• [What to produce] Rescale the rows starting at the line containing "Guideline: for each instance of the building" and continuing through the last row, repeating every line, requests included. Multiply each point coordinate in the answers by 2 and round to whole numbers, with halves rounding up, but leave the numbers in the requests and their sample points unchanged.

begin Given entries

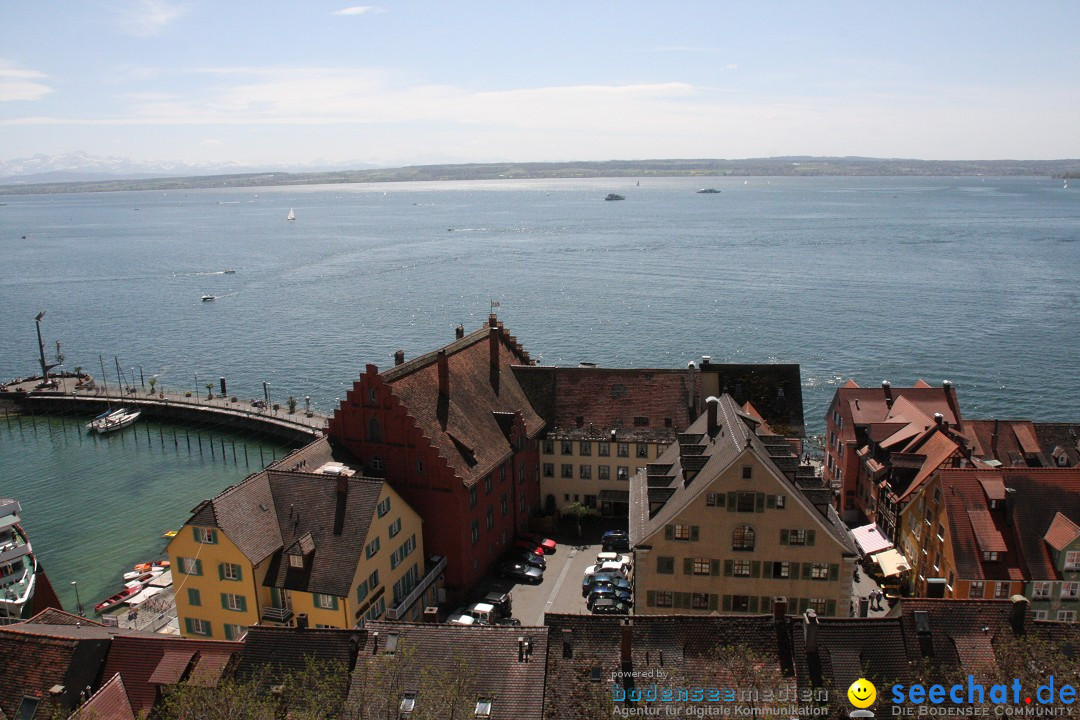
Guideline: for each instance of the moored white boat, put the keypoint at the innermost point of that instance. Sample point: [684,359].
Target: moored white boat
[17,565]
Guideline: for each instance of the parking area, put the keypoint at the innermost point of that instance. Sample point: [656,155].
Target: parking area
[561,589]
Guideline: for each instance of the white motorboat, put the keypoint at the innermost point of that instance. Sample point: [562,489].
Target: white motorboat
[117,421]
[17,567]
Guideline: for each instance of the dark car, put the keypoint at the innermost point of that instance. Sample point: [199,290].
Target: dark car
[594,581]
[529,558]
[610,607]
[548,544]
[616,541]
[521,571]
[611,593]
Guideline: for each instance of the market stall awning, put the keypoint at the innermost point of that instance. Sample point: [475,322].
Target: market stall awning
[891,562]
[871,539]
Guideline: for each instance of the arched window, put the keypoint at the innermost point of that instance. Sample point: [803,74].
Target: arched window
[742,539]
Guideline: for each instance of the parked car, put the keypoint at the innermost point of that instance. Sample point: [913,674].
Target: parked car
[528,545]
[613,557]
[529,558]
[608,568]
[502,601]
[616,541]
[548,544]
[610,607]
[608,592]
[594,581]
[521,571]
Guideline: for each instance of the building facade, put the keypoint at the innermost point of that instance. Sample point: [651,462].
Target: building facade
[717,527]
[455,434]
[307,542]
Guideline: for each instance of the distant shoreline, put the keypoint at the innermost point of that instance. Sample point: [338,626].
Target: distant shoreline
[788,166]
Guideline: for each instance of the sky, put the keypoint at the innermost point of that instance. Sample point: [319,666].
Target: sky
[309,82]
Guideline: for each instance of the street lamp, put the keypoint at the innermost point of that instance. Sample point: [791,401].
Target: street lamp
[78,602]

end Given entries

• [In response]
Guideline: for each instance of the building facade, put the keypoint at the innermost point of that instance. Sample point: [651,462].
Target: building facade
[1434,1054]
[910,868]
[614,1084]
Guideline: for each instance of the distant shoreline, put the keypoint at the innermost point of that instance. Sample point: [338,626].
Target: distant shoreline
[1576,332]
Guideline: for each instance of the sky, put the keypoint at the innermost point of that instance. Sample point: [319,666].
Target: sky
[618,164]
Guideline: for each instance of the street lamp, put the keypoint at the innermost point of that instance. Sample point: [791,401].
Target: street lamp
[156,1204]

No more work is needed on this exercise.